In C-AFM, conductive materials such as metal, conductive diamond are coated to the AFM tips in order to measure the current value. Tips with nanoscale dimensions can read localized electrical information when a bias is applied to samples through contact scanning tips. High-resolution spatial current mapping data measured by C-AFM shows the differences in the surface’s electrical properties according to whether the switching operation has occurred in nanoscale (Waser and Aono 2007). However, the range of current value of C-AFM is fA ~ μA, which is lower than conventional I-V measurement tools (e.g., probe stations). In C-AFM, the current value can be easily saturated when conductive materials are measured. Thus, each material requires an appropriate gain to be set to analyze the switching behavior.

[Saved data entries]
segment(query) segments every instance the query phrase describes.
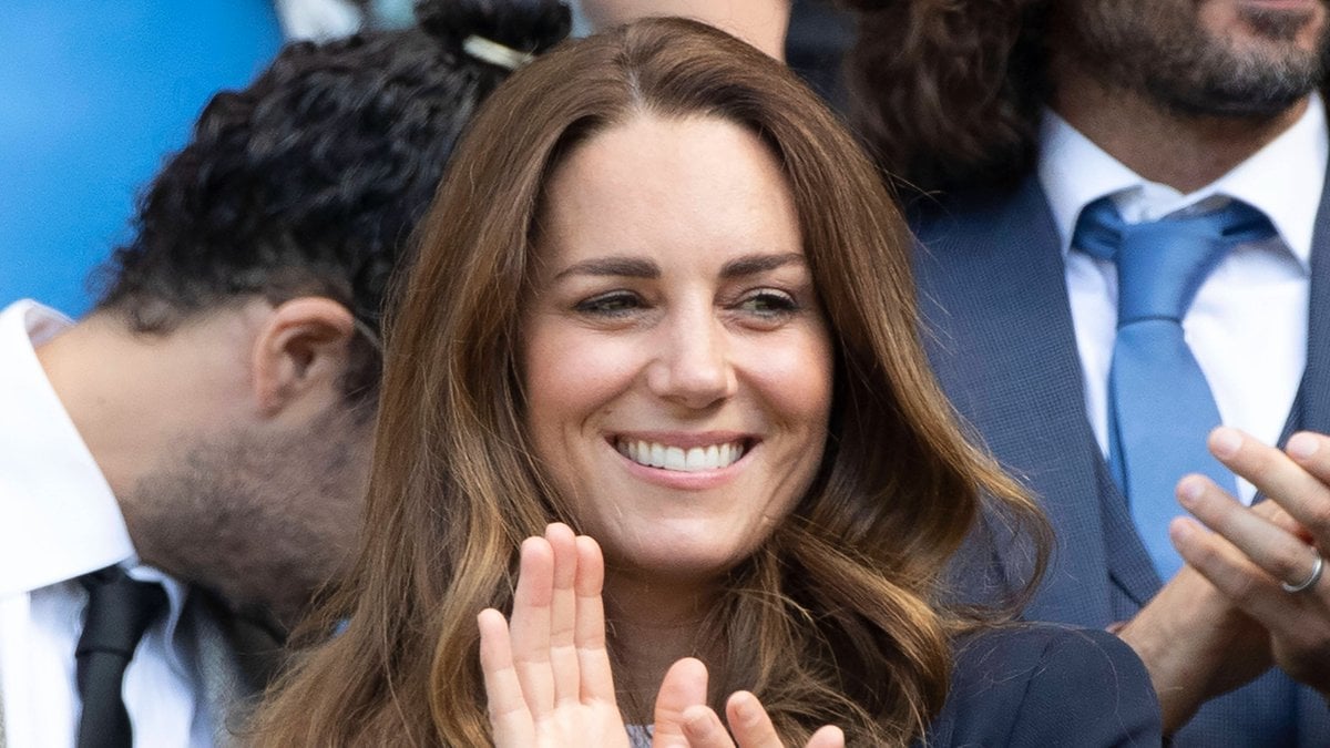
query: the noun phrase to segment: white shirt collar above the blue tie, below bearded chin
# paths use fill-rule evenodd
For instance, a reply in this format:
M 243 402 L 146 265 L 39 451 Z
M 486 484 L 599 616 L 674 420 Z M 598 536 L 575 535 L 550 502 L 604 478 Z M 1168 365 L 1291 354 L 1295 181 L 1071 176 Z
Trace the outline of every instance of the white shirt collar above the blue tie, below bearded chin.
M 1303 270 L 1310 268 L 1311 233 L 1330 157 L 1318 93 L 1311 94 L 1306 112 L 1289 129 L 1190 194 L 1146 181 L 1052 110 L 1044 112 L 1039 140 L 1039 181 L 1052 206 L 1063 252 L 1071 246 L 1081 209 L 1100 197 L 1115 196 L 1124 218 L 1141 221 L 1224 196 L 1261 209 Z

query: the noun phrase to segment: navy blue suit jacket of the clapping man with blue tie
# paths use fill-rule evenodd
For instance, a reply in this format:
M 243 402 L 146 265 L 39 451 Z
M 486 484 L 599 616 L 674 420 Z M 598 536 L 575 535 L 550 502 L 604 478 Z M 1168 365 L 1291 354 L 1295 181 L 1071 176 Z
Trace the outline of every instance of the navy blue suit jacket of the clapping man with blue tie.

• **Brief 1**: List each distinct abbreviation written in capital letters that appears in the C-AFM passage.
• **Brief 2**: Repeat the C-AFM passage word for word between "In C-AFM, conductive" and "the switching behavior.", inclusive.
• **Brief 3**:
Answer these from the C-AFM passage:
(a) What is the range of current value of C-AFM?
(b) What example of a conventional I-V measurement tool is named?
(c) What does each material require to be set to analyze the switching behavior?
This data has no connection to the C-AFM passage.

• **Answer box 1**: C-AFM, AFM, I-V

• **Answer box 2**:
In C-AFM, conductive materials such as metal, conductive diamond are coated to the AFM tips in order to measure the current value. Tips with nanoscale dimensions can read localized electrical information when a bias is applied to samples through contact scanning tips. High-resolution spatial current mapping data measured by C-AFM shows the differences in the surface’s electrical properties according to whether the switching operation has occurred in nanoscale (Waser and Aono 2007). However, the range of current value of C-AFM is fA ~ μA, which is lower than conventional I-V measurement tools (e.g., probe stations). In C-AFM, the current value can be easily saturated when conductive materials are measured. Thus, each material requires an appropriate gain to be set to analyze the switching behavior.

• **Answer box 3**:
(a) fA ~ μA
(b) Probe stations
(c) An appropriate gain